-------- Input

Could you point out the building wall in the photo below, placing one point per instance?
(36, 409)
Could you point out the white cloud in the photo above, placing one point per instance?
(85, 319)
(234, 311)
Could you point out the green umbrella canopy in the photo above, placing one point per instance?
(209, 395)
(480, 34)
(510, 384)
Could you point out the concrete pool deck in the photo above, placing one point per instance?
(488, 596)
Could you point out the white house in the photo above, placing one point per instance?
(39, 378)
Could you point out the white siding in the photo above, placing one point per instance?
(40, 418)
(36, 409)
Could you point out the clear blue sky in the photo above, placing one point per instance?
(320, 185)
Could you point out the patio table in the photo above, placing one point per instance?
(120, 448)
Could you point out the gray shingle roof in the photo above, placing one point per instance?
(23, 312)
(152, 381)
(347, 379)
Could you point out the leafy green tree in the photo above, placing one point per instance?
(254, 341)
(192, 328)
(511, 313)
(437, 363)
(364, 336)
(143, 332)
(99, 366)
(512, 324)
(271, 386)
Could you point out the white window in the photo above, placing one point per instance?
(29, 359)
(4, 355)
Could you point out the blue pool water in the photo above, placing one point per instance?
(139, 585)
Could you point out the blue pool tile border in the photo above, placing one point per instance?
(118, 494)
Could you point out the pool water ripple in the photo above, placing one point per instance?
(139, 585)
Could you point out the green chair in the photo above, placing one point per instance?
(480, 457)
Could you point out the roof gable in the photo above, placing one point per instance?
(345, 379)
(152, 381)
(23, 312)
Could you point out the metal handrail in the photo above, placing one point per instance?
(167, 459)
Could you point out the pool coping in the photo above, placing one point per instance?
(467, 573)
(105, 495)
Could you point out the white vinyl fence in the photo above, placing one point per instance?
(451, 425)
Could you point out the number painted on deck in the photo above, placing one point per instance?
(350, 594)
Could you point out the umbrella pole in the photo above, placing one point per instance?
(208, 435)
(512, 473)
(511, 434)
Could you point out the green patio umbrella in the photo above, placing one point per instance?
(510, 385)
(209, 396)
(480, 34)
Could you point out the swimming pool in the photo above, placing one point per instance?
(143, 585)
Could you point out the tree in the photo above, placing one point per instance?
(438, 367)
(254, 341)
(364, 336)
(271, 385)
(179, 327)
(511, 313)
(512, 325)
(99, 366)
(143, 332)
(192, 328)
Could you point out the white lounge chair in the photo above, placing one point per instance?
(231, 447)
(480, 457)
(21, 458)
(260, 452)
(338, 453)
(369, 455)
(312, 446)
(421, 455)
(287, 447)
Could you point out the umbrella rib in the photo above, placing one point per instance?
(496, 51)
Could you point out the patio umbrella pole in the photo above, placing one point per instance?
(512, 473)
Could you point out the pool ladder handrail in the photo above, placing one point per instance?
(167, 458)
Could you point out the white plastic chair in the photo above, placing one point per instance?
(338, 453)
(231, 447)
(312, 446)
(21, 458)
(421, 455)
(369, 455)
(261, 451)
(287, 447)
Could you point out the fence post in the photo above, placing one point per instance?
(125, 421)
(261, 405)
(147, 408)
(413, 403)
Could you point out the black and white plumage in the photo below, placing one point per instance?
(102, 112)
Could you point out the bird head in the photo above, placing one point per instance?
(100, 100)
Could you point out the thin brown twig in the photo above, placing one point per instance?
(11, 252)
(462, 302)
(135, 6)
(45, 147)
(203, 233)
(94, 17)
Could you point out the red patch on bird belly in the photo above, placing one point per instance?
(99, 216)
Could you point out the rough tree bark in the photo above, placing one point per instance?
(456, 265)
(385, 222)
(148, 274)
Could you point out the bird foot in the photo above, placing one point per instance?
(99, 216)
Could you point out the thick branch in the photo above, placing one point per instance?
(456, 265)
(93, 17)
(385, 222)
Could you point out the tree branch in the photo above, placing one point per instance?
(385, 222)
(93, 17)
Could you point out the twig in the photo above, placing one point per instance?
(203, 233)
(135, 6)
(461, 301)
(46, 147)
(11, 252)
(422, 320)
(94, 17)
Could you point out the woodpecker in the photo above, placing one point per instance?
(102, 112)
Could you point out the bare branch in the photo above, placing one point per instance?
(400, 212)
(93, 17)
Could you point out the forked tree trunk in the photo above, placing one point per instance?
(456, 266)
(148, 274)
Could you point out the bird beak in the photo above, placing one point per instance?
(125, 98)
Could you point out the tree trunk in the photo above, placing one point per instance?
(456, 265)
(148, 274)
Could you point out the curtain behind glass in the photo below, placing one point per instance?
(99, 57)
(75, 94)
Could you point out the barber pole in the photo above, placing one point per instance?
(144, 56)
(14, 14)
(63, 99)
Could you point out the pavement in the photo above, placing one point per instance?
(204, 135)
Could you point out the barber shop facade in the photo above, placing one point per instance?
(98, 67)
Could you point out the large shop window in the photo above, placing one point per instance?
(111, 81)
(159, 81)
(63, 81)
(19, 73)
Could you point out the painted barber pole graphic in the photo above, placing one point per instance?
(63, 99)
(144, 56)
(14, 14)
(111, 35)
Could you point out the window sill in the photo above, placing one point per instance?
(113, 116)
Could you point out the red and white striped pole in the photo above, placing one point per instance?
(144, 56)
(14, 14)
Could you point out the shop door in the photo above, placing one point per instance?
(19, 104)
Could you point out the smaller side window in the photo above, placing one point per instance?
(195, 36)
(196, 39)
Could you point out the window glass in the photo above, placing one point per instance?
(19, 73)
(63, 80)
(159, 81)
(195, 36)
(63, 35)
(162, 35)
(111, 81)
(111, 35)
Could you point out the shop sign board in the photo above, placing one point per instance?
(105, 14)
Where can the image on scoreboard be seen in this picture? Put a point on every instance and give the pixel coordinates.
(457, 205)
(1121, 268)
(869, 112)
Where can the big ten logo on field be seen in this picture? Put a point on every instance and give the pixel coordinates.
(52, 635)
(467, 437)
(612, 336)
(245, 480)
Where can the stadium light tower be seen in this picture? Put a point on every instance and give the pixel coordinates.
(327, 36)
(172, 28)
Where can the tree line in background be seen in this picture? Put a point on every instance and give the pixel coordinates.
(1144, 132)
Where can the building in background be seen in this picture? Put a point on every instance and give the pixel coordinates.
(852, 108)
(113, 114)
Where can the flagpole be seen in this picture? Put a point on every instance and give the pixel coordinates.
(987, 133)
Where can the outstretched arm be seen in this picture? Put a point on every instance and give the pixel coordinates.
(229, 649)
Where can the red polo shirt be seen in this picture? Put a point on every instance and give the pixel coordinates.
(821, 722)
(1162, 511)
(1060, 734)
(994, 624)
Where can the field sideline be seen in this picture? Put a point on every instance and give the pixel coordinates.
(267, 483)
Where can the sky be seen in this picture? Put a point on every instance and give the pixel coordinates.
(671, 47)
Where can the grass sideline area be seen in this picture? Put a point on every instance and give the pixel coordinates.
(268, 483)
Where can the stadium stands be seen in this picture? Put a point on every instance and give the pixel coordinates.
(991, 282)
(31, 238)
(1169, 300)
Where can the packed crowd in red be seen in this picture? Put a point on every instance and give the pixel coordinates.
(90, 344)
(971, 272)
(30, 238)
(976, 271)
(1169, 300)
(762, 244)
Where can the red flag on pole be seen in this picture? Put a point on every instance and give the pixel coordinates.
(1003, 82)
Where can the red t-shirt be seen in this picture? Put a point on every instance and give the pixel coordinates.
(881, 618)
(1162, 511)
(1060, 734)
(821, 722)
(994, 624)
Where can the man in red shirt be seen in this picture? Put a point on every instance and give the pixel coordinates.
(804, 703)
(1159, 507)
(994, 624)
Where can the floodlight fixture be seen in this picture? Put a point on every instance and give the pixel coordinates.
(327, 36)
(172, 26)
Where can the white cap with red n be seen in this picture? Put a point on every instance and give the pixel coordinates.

----------------

**What the task requires:** Render the whole set of entries again, exactly as given.

**Output of the task:**
Could you point out the building wall in the photo below, placing one point per instance?
(36, 409)
Could you point out the white cloud in the photo above, placing one point per instance?
(85, 319)
(234, 311)
Could you point out the green umbrella canopy in the photo above, placing one point per instance?
(209, 395)
(480, 34)
(510, 384)
Could you point out the concrete pool deck in the photo above, placing one point per instance?
(488, 596)
Could you point out the white house in the photo above, placing one point per instance?
(39, 378)
Could you point out the white siding in the photo above, placing one point per instance?
(40, 418)
(36, 409)
Could you point out the clear blue sky in the photo above, placing one point per instance?
(320, 185)
Could you point out the patio table in the photo above, placing one point per instance?
(120, 448)
Could you point out the gray shingle roof in the photo above, placing one point per instance?
(23, 312)
(152, 381)
(347, 379)
Could you point out the leafy green tree in the photo above, placing one point per instance?
(254, 341)
(192, 328)
(511, 313)
(437, 363)
(364, 336)
(143, 332)
(99, 366)
(512, 324)
(271, 386)
Could you point out the white window in the photo above, placing one point per instance?
(29, 359)
(4, 355)
Could you point out the blue pool water in the photo above, placing one point per instance?
(139, 585)
Could you point out the blue pool tile border in the photo above, placing one point per instance?
(118, 494)
Could you point out the pool water ripple in the photo above, placing one point per instance?
(139, 585)
Could you point out the green chair in the photo above, placing one point per instance?
(480, 457)
Could you point out the roof gable in the photo above, placing one point per instance?
(345, 379)
(152, 381)
(23, 312)
Could you point out the metal handrail in the photo above, placing one point per instance?
(167, 459)
Could you point out the pool coping in the photo above, placing one point per instance?
(467, 573)
(105, 495)
Could you point out the white vinyl fence in the photo above, placing one point per instance?
(451, 425)
Could you point out the number painted on deck in the photo above, placing one point per instance?
(350, 594)
Could you point out the umbrella pole in the photo above, placing one point per instance?
(208, 435)
(512, 473)
(511, 434)
Could you point out the green patio umbrella in the photo above, placing one point per instance?
(510, 385)
(209, 396)
(480, 34)
Could you point out the swimming pool in the photo above, placing one point per instance?
(143, 585)
Could you point out the tree in the photo above, placing one point per instance?
(438, 367)
(254, 341)
(364, 336)
(271, 385)
(179, 327)
(511, 313)
(512, 325)
(99, 366)
(143, 332)
(192, 328)
Could you point out the white lounge chair in the photo above, placing one point per instance?
(231, 447)
(480, 457)
(21, 458)
(260, 452)
(338, 453)
(369, 455)
(312, 446)
(421, 455)
(287, 447)
Could you point out the umbrella rib in the photo above, placing one point per instance?
(496, 51)
Could you point out the patio umbrella pole in the photo above, placing one point per instance?
(512, 473)
Could you point out the pool ladder handrail in the photo above, placing one point per instance?
(167, 458)
Could you point out the white plastic chair in the photo above, placing one point per instance?
(338, 453)
(231, 447)
(312, 446)
(21, 458)
(421, 455)
(369, 455)
(261, 451)
(287, 447)
Could you point out the fence post in the photo above, placing one point per instance?
(125, 421)
(261, 405)
(147, 408)
(413, 403)
Could you point out the black and white plumage in the photo below, placing one point per instance?
(102, 112)
Could you point out the bird head in the photo above, placing one point per instance?
(100, 100)
Could you point out the thin brown twig in the photo above, placing one point per instance?
(11, 252)
(462, 302)
(135, 6)
(45, 147)
(203, 233)
(94, 17)
Could you point out the red patch on bird belly in the photo above, placing one point per instance?
(99, 216)
Could you point out the rough tree bark in the photo above, placing one point per instance?
(456, 265)
(385, 222)
(148, 274)
Could you point out the bird foot in the photo above, placing one point per instance?
(99, 216)
Could you point out the thick branch in the photo above, placing one point per instance?
(456, 265)
(93, 17)
(385, 222)
Could you point out the tree branch in the photo above, placing one point per instance?
(385, 222)
(93, 17)
Could you point out the twig in the photo above, placing one point per instance?
(203, 233)
(135, 6)
(461, 301)
(46, 147)
(11, 252)
(422, 320)
(94, 17)
Could you point out the woodpecker in the photo above, placing one point per instance?
(102, 112)
Could you point out the bare branch in the photo above, placing one point per instance?
(400, 212)
(93, 17)
Could you point out the forked tree trunk in the photo above, placing one point per instance?
(456, 266)
(148, 274)
Could you point out the bird beak in the photo above, placing one point per instance?
(125, 98)
Could you point out the tree trunk in the photo above, placing one point per instance?
(456, 265)
(148, 274)
Could you point out the curtain behind glass in the photo below, placing one point per instance?
(99, 57)
(75, 94)
Could you point out the barber pole in the photo above, placing one point per instance?
(144, 56)
(14, 14)
(63, 99)
Could you point out the pavement in the photo above, placing one point per instance?
(204, 135)
Could you point out the barber shop facade in the photo above, placing one point per instance?
(98, 67)
Could you point out the large shop window in the photo above, placing one point per instance?
(111, 81)
(159, 81)
(63, 81)
(19, 73)
Could you point out the painted barber pole graphic in the photo above, placing one point per instance?
(63, 99)
(144, 56)
(14, 14)
(111, 35)
Could you point out the window sill in the photo above, placing one point per instance?
(113, 116)
Could you point out the red and white striped pole in the photo above, placing one point per instance?
(144, 56)
(14, 14)
Could you point out the shop door in the photo above, placing one point per instance?
(19, 104)
Could you point out the smaller side window in the photo above, placing one point per instance?
(195, 36)
(196, 39)
Could you point out the window glass in the photo above, placing one point per instance?
(19, 73)
(63, 80)
(159, 81)
(195, 36)
(63, 35)
(162, 35)
(111, 81)
(111, 35)
Could you point out the shop sign board in the photo above, placing one point per instance?
(105, 14)
Where can the image on scoreboard be seen in this picture? Put a point on every instance and give the pixel coordinates.
(457, 205)
(1121, 268)
(869, 112)
Where can the big ten logo on field be seen in this picture? Put a point on every instance and give the pixel coordinates.
(52, 635)
(467, 437)
(612, 336)
(245, 480)
Where can the stadium light tower be seen in this picture? Put a point on every instance and give the pixel coordinates.
(327, 36)
(172, 28)
Where can the tree line in background be seen in this picture? Put a point on every instance and give the pixel coordinates.
(1144, 132)
Where can the building in background be seen in this picture? Put a point on every instance and give the pixel coordinates.
(852, 108)
(113, 114)
Where can the flagpole be seen in this picture? Put a point on every instance and give the pixel coordinates.
(987, 133)
Where can the outstretched arm be seen in this picture? Put a point on every instance and give the pixel coordinates.
(229, 649)
Where can the red polo shirt be seen in this picture? Put a point on every instance and give the pixel coordinates.
(821, 722)
(1162, 511)
(1060, 734)
(994, 624)
Where can the field sideline be seen in this picture? Put a point on every instance and give the pixel coordinates.
(267, 483)
Where can the sky be seen in this picture? Put a point on every instance and give the pixel coordinates.
(671, 47)
Where can the grass sideline area be seen in this picture? Put a point on every instance and give the pixel coordinates.
(268, 483)
Where can the stadium stands be seen in this picture? Put a point on every instance and give the pixel coordinates.
(991, 282)
(31, 238)
(1169, 300)
Where can the packed crowd in red be seen in this picture? Put a point on every instance and give the pixel coordinates.
(90, 344)
(971, 272)
(30, 238)
(976, 271)
(1169, 300)
(762, 244)
Where can the red flag on pole be seen in this picture? Put a point on every instance and give the pixel coordinates.
(1003, 82)
Where can the red t-shirt be seen in this picture? Put a point on every instance and give the pixel coordinates.
(881, 618)
(1162, 511)
(1060, 734)
(821, 722)
(994, 624)
Where can the man in red shirt be seen in this picture? Put a point on every instance and give the pixel coordinates.
(804, 703)
(1159, 507)
(994, 624)
Where can the floodlight fixture be seen in this picture? Put a point on every instance and give the pixel coordinates.
(327, 36)
(172, 26)
Where can the white cap with red n be seen in this picture? Put a point on every instance and give the pixel coordinates.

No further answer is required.